DATA FOR THIS EXERCISE -
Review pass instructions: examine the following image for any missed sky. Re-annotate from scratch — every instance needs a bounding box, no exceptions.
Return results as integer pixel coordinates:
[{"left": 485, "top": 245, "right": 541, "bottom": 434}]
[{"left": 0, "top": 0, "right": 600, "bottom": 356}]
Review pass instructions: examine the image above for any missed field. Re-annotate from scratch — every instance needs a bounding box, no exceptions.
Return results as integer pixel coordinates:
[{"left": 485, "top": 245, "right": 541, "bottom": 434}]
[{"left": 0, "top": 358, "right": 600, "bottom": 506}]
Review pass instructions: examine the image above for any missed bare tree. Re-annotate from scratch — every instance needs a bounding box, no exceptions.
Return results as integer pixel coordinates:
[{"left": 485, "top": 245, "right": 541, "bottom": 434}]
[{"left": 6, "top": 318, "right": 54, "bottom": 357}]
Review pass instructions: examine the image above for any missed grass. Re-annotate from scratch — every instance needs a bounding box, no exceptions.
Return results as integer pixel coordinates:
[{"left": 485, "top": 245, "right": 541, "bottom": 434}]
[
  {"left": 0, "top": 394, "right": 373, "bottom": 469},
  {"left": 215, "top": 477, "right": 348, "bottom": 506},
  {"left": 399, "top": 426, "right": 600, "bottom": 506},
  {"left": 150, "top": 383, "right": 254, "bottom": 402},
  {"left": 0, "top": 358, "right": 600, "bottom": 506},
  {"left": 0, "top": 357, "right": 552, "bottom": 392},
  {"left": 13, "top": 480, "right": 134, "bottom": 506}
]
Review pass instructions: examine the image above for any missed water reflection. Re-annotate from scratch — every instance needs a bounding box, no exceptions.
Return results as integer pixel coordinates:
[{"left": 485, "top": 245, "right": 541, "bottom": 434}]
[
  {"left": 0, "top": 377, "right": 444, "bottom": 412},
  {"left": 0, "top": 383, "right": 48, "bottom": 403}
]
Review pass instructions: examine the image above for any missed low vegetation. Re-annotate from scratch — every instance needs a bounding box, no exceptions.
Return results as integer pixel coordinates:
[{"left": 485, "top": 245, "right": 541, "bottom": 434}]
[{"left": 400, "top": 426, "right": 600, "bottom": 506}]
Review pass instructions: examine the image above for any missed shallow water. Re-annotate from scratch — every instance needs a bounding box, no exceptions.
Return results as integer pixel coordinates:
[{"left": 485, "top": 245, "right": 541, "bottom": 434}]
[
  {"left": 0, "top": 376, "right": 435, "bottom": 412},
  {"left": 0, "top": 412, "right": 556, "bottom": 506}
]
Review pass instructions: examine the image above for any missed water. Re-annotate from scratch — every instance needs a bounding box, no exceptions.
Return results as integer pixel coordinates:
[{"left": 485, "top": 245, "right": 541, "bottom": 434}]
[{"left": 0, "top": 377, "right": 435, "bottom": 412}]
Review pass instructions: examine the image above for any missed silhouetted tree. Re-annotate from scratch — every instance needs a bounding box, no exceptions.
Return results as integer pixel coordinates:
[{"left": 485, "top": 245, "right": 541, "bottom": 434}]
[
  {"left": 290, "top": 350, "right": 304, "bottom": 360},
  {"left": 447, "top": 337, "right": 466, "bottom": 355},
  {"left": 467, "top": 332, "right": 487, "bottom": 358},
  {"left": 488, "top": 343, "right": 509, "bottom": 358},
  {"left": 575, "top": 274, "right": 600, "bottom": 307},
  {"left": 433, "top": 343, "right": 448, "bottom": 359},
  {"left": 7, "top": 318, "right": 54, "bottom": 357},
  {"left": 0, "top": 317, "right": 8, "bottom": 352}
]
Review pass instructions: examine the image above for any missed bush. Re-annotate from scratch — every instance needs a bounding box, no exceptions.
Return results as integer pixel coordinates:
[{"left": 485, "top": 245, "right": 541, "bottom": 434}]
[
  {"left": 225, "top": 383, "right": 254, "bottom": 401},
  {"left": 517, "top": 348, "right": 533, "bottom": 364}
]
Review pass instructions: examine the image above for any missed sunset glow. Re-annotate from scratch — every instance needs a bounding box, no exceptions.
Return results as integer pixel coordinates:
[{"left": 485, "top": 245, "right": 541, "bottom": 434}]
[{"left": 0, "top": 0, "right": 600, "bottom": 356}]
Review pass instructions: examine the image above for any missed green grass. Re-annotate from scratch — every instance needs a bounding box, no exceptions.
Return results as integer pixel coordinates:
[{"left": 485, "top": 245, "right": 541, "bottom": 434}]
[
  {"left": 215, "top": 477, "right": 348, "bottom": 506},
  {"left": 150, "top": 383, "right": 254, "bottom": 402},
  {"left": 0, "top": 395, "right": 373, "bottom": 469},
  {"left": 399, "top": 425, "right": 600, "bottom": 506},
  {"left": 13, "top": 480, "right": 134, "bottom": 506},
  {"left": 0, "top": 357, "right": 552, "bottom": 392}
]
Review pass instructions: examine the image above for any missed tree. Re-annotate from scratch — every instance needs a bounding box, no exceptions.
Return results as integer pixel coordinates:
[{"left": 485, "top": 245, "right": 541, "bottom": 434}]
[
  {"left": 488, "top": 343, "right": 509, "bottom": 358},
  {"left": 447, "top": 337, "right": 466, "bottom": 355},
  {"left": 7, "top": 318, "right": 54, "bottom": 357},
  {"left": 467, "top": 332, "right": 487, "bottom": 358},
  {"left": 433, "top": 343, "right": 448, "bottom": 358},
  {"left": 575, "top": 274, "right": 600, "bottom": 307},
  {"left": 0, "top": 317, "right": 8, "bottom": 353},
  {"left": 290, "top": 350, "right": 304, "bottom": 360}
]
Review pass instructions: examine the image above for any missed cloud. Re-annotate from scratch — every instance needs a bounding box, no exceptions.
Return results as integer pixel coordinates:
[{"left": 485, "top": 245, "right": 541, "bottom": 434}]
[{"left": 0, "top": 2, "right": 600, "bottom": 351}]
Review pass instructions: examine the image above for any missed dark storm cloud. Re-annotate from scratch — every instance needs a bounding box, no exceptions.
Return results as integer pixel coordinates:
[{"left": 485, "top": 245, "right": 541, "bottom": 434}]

WHAT YOU NEED TO DO - Copy out all of the records above with nothing altered.

ANSWER FOR THIS EXERCISE -
Review pass instructions: examine the following image for any missed sky. Re-annotate from scratch — every instance needs a bounding box, no exceptions.
Return results as integer pixel coordinates:
[{"left": 485, "top": 245, "right": 541, "bottom": 434}]
[{"left": 0, "top": 0, "right": 600, "bottom": 356}]
Review pass instructions: examine the image above for any missed field. Re-annotate from scratch — every instance needs a bounding box, no exceptions.
Return results as integer pixel coordinates:
[{"left": 485, "top": 245, "right": 541, "bottom": 434}]
[{"left": 0, "top": 358, "right": 600, "bottom": 506}]
Review pass instructions: examine the image above for any missed bare tree. Re-annotate from scratch — every instance needs a bounding box, no exceptions.
Return results as integer pixel coordinates:
[{"left": 485, "top": 245, "right": 541, "bottom": 434}]
[{"left": 6, "top": 318, "right": 54, "bottom": 357}]
Review pass instructions: examine the image above for any missed grass. Re-annotate from scratch — every instance needs a bounding box, no exceptions.
Return results as integer pixel coordinates:
[{"left": 485, "top": 245, "right": 541, "bottom": 434}]
[
  {"left": 0, "top": 394, "right": 373, "bottom": 469},
  {"left": 215, "top": 477, "right": 348, "bottom": 506},
  {"left": 399, "top": 426, "right": 600, "bottom": 506},
  {"left": 150, "top": 383, "right": 254, "bottom": 402},
  {"left": 0, "top": 358, "right": 600, "bottom": 506},
  {"left": 0, "top": 357, "right": 552, "bottom": 392},
  {"left": 13, "top": 480, "right": 134, "bottom": 506}
]
Review pass instructions: examine the image above for any missed water reflection. Re-annotate from scratch — every instance needs a bounding box, no exceptions.
Return results as integer pixel coordinates:
[{"left": 485, "top": 245, "right": 541, "bottom": 434}]
[
  {"left": 0, "top": 377, "right": 444, "bottom": 412},
  {"left": 0, "top": 383, "right": 48, "bottom": 403}
]
Review pass instructions: examine the image above for any missed low vegetation. Re-annotate from scratch — every instance needs a bounding box, no exceptions.
Return results as integer pixel coordinates:
[{"left": 485, "top": 245, "right": 541, "bottom": 434}]
[{"left": 400, "top": 426, "right": 600, "bottom": 506}]
Review pass instructions: examine the image above for any missed shallow water. Re-annotate from scratch — every instance needs a bounding box, no exceptions.
Return results as integer pixel coordinates:
[{"left": 485, "top": 245, "right": 541, "bottom": 434}]
[
  {"left": 0, "top": 376, "right": 435, "bottom": 412},
  {"left": 0, "top": 412, "right": 556, "bottom": 506}
]
Review pass instructions: examine the image above for any missed water. Re-annotate from scratch — every instance needs a bounding box, no exceptions.
Return results as integer pixel coordinates:
[{"left": 485, "top": 245, "right": 541, "bottom": 434}]
[{"left": 0, "top": 377, "right": 435, "bottom": 412}]
Review pass instructions: examine the image above for any missed silhouetted tree. Re-annotate from scratch — every instance needs a bounding box, no exceptions.
Return results as integer pixel coordinates:
[{"left": 485, "top": 245, "right": 541, "bottom": 434}]
[
  {"left": 290, "top": 350, "right": 304, "bottom": 360},
  {"left": 447, "top": 337, "right": 466, "bottom": 355},
  {"left": 467, "top": 332, "right": 487, "bottom": 358},
  {"left": 488, "top": 343, "right": 509, "bottom": 358},
  {"left": 575, "top": 274, "right": 600, "bottom": 307},
  {"left": 433, "top": 343, "right": 448, "bottom": 359},
  {"left": 7, "top": 318, "right": 54, "bottom": 357},
  {"left": 0, "top": 317, "right": 8, "bottom": 352}
]
Review pass instructions: examine the image above for any missed bush. Re-annotate from scratch — every instance needs a bounding box, no exceptions.
Return results as integer pixel coordinates:
[{"left": 485, "top": 245, "right": 541, "bottom": 434}]
[
  {"left": 225, "top": 383, "right": 254, "bottom": 401},
  {"left": 517, "top": 348, "right": 533, "bottom": 364}
]
Review pass instructions: examine the image above for any missed sunset glow. Re-annotate from scratch — every instance needs a bounding box, no exceptions.
Return results as integer pixel coordinates:
[{"left": 485, "top": 245, "right": 541, "bottom": 434}]
[{"left": 0, "top": 0, "right": 600, "bottom": 356}]
Review pass instructions: examine the image above for any missed green grass. Re-annotate from scratch — every instance needs a bounding box, no exceptions.
Return results as integer pixel coordinates:
[{"left": 485, "top": 245, "right": 541, "bottom": 434}]
[
  {"left": 215, "top": 477, "right": 348, "bottom": 506},
  {"left": 150, "top": 383, "right": 254, "bottom": 402},
  {"left": 0, "top": 395, "right": 373, "bottom": 469},
  {"left": 399, "top": 425, "right": 600, "bottom": 506},
  {"left": 13, "top": 480, "right": 134, "bottom": 506},
  {"left": 0, "top": 357, "right": 552, "bottom": 392}
]
Review pass instructions: examine the image above for any missed tree. Re-annotate from scratch — every instance needs a bounding box, no exceptions.
Return results as integer pixel coordinates:
[{"left": 485, "top": 245, "right": 541, "bottom": 434}]
[
  {"left": 488, "top": 343, "right": 509, "bottom": 358},
  {"left": 447, "top": 337, "right": 466, "bottom": 355},
  {"left": 7, "top": 318, "right": 54, "bottom": 357},
  {"left": 467, "top": 332, "right": 487, "bottom": 358},
  {"left": 433, "top": 343, "right": 448, "bottom": 358},
  {"left": 575, "top": 274, "right": 600, "bottom": 307},
  {"left": 0, "top": 317, "right": 8, "bottom": 353},
  {"left": 290, "top": 350, "right": 304, "bottom": 360}
]
Review pass instructions: examine the image above for any missed cloud. Re-annotate from scratch — every instance needs a bounding box, no exceptions.
Return results as integer pixel coordinates:
[{"left": 485, "top": 245, "right": 541, "bottom": 434}]
[{"left": 0, "top": 2, "right": 600, "bottom": 351}]
Review pass instructions: examine the image above for any missed dark storm cloud. Re-annotate from scratch — every instance needs a bounding box, no exceptions.
Return results as integer pixel coordinates:
[{"left": 485, "top": 245, "right": 541, "bottom": 434}]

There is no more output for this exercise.